Exercise instructions>
Please pull out every line in the data below that contains the string "cliff".

## Start Supplied entries

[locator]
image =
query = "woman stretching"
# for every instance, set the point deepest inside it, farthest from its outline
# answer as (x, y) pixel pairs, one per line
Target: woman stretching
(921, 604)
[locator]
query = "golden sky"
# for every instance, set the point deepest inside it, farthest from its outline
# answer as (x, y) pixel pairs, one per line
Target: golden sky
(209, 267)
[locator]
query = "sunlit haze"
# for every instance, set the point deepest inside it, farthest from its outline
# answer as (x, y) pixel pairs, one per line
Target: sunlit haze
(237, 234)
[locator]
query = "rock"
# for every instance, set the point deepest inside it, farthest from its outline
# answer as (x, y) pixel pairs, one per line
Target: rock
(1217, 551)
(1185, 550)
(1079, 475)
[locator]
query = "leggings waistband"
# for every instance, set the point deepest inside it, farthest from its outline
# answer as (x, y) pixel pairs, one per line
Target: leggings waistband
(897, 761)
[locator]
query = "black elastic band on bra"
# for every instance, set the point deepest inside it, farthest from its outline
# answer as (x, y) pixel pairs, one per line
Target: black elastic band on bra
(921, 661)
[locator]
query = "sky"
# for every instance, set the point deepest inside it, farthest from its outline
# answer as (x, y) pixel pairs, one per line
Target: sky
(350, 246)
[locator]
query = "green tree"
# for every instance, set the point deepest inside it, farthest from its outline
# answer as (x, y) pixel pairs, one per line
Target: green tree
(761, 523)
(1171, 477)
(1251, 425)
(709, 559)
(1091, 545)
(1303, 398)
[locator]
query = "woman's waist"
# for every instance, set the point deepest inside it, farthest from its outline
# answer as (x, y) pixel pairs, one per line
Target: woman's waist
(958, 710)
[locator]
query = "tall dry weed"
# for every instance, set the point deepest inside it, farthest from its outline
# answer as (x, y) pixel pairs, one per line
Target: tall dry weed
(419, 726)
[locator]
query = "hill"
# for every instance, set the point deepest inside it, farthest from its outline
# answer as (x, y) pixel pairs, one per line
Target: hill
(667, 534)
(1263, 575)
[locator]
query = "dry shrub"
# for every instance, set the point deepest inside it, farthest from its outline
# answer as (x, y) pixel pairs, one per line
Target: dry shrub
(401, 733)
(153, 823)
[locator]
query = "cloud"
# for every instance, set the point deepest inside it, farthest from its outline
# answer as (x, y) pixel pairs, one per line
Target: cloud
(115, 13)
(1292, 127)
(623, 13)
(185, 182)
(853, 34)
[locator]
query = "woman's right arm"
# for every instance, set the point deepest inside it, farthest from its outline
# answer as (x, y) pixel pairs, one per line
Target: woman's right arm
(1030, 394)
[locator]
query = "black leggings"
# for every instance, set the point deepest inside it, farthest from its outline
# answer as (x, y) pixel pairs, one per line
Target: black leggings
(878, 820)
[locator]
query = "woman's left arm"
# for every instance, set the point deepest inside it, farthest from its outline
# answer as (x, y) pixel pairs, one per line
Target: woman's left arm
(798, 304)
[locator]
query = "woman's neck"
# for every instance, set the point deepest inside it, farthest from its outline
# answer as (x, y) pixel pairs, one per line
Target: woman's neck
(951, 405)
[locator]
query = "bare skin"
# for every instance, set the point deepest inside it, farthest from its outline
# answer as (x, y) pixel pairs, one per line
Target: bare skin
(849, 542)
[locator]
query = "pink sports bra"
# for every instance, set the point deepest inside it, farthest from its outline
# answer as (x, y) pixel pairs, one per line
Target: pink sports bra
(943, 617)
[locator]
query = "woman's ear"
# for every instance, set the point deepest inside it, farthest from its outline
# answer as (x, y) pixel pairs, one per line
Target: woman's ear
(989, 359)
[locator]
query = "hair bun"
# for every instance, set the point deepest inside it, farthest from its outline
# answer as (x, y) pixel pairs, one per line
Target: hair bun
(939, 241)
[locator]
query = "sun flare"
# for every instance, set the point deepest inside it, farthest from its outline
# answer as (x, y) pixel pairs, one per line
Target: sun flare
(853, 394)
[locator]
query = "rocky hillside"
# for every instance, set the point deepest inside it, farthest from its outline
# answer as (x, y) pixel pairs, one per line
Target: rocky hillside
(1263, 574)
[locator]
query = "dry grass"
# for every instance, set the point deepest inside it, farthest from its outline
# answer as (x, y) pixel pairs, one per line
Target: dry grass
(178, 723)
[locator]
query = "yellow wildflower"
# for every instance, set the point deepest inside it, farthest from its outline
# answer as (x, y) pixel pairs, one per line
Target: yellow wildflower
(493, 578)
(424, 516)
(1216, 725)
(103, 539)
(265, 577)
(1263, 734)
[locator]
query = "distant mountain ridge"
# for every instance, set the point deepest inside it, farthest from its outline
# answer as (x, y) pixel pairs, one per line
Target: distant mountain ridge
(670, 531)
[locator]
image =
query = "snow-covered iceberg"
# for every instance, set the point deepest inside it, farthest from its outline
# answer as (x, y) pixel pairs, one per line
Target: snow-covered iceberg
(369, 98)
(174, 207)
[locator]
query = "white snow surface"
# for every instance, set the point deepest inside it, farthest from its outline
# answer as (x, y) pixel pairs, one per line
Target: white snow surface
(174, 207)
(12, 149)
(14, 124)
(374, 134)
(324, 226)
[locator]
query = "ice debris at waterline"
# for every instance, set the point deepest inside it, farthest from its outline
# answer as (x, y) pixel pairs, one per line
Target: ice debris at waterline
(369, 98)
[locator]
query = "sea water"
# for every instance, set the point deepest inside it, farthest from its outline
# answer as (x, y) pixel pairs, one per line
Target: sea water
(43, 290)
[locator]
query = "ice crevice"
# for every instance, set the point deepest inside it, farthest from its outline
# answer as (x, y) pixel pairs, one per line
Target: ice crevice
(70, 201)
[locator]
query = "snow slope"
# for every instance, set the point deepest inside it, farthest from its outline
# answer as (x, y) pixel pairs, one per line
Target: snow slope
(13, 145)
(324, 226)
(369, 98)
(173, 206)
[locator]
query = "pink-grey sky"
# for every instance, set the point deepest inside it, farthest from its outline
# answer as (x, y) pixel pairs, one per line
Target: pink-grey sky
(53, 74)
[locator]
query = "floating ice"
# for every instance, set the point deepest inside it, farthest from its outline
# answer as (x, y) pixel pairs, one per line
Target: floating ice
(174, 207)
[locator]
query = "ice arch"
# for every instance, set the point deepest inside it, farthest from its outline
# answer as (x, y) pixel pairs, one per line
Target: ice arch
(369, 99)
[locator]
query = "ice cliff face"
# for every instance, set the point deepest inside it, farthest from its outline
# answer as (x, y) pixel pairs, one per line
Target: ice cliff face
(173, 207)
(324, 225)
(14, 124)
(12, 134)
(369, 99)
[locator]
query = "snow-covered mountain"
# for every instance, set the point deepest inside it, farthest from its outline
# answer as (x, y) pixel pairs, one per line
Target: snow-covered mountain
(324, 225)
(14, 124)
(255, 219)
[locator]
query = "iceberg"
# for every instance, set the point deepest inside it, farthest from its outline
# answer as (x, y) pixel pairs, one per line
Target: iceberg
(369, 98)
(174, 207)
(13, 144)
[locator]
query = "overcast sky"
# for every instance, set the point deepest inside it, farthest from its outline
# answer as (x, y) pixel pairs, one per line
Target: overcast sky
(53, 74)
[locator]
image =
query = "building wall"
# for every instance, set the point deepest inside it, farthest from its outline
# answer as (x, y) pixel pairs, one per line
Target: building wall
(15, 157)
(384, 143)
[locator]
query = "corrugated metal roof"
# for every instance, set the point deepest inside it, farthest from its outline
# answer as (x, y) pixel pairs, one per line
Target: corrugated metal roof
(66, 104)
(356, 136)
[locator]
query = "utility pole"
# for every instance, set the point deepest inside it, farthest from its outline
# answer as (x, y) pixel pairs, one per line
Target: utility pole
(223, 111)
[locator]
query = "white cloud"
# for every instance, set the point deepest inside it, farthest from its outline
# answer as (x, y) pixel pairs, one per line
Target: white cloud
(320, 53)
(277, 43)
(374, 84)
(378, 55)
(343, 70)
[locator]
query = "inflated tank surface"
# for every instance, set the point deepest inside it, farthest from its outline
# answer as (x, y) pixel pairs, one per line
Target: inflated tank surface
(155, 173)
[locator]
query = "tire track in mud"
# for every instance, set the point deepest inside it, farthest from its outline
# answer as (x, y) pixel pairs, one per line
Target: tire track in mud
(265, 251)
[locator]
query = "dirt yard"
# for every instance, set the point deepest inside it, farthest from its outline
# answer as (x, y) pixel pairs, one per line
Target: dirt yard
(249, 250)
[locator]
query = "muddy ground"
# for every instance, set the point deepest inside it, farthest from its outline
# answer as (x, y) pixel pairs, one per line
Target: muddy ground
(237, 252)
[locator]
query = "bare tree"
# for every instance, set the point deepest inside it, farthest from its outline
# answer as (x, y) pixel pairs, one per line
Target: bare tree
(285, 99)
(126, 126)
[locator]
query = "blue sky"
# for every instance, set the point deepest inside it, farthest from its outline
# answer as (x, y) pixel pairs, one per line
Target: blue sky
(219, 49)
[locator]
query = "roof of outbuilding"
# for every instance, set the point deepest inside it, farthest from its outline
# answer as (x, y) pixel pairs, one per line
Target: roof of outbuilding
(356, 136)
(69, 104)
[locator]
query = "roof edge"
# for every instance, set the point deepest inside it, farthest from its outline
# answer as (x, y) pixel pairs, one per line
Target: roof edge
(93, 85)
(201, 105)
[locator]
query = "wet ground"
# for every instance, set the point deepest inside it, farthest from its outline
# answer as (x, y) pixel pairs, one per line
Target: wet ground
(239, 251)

## End Supplied entries

Answer to the task>
query = "ice cliff face"
Target: ice cliff face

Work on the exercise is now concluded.